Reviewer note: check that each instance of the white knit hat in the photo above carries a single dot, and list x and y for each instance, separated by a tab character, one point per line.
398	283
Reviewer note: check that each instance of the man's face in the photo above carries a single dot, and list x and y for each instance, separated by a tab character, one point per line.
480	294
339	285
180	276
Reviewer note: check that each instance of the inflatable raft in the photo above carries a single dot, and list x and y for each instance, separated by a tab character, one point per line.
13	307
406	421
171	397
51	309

---

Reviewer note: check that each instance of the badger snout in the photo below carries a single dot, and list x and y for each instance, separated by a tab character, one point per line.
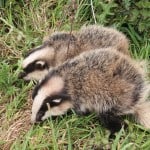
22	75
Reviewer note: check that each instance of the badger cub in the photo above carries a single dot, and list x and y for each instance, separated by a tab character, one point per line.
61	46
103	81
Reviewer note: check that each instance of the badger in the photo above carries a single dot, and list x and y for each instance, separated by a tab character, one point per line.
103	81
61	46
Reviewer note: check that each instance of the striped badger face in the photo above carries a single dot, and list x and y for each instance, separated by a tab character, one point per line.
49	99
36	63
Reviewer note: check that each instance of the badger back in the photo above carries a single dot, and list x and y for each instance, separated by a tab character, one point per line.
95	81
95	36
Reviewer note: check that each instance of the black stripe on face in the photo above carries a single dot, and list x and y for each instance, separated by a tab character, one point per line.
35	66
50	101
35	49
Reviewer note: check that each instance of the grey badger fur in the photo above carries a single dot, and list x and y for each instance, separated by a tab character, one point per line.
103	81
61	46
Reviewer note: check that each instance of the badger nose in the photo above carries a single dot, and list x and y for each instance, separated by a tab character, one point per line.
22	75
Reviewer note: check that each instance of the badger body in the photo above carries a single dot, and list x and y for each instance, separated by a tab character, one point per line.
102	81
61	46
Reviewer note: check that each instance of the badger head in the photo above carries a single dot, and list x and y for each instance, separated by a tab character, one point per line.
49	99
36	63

--

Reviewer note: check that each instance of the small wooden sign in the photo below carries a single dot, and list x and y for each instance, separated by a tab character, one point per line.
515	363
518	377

Challenge |
Copy out every line of the records above that contains the string "face".

Worked answer |
Reviewer note: check that each instance of the man's face in the photo above carries a single dot, and list x and y for each instance, separated by a tab character, one point per line.
Reviewer note: check that each instance of the striped badger face in the photo above carries a single dot, and list x and y for each instance, separated by a tab character, one point per line.
Reviewer note: check that each instance of the black stripe on face in the photo above carries a single dot, and list x and y for each instance, separated by a tab character, one point per line.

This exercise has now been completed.